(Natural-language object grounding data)
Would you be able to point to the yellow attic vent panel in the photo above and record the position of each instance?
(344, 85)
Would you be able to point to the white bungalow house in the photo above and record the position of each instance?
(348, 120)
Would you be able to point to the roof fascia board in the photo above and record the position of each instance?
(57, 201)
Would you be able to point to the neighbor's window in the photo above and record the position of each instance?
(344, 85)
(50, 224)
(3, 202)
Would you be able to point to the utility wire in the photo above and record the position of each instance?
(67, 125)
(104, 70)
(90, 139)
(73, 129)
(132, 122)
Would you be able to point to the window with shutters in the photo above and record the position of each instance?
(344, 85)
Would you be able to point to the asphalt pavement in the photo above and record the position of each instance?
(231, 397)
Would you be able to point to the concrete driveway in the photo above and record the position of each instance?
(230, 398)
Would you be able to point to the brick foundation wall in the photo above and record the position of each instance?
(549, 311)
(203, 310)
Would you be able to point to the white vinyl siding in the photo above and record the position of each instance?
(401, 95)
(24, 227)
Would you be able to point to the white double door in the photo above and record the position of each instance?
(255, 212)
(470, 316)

**Description of the task**: Reproduce verbatim only the lines from the one holding "Would you be able to point to the roof" through the end of the records.

**Task result**:
Would you be able to point to the roof fascia board in the photo above and record the position of each instance?
(57, 201)
Would you be able to point to the neighbor's window in the photo above and record the position of each instance?
(344, 85)
(50, 224)
(3, 202)
Would you be able to point to the utility wire in the photo above and record the position of each instance?
(67, 125)
(104, 70)
(90, 139)
(73, 129)
(132, 122)
Would you be able to point to the window with shutters in the photo above and record the position of each instance?
(344, 85)
Would you be able to point to the asphalt pavement in the photo above and record the position of each instance?
(231, 397)
Would you be able to point to the concrete driveway in the photo above and record the position of each instance?
(230, 398)
Would you be able to point to the brick foundation wall in the photo above and record the position of each instance?
(549, 311)
(203, 310)
Would you be able to point to the white vinyl siding in the photo above and record the position of each instance?
(401, 95)
(24, 227)
Would you be able to point to the white double door in the photo above and record the position of each instance?
(255, 212)
(470, 316)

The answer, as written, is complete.